**LISTED ENTRIES:**
========================================================================
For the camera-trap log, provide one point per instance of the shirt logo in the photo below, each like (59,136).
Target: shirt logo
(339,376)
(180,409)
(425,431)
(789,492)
========================================================================
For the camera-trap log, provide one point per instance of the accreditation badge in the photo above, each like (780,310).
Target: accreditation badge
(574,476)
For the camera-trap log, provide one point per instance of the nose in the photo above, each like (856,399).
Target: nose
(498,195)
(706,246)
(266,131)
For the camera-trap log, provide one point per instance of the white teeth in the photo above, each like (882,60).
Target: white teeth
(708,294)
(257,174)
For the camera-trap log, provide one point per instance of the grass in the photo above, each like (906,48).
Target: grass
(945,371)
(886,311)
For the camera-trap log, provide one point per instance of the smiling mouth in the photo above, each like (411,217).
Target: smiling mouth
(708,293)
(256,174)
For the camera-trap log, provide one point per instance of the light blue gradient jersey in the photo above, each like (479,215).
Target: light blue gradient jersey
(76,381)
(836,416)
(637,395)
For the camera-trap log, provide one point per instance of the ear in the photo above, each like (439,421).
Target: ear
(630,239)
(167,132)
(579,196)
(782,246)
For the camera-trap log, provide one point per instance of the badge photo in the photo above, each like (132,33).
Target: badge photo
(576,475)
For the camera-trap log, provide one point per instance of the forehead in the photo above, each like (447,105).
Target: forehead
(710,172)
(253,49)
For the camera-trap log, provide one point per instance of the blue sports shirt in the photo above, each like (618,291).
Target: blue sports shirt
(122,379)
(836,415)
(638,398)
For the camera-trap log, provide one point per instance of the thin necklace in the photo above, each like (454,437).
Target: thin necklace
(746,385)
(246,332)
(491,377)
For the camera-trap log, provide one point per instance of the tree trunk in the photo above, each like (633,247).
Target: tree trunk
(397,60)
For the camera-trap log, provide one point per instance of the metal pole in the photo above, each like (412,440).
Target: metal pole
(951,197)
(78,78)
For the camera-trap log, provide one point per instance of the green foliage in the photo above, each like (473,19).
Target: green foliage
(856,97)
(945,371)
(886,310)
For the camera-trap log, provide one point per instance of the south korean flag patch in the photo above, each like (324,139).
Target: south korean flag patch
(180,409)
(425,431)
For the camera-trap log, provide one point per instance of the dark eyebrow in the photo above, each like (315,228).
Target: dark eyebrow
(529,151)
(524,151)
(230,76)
========================================================================
**WRITTEN TASK:** Extract every line of the material above that contains the string "foliage", treating uppercase and lowercase letters as distinct.

**WRITTEN SOLUTION:**
For the camera-trap log, provide one point per instance of the green foliage in the photo above, each like (473,19).
Target: green foliage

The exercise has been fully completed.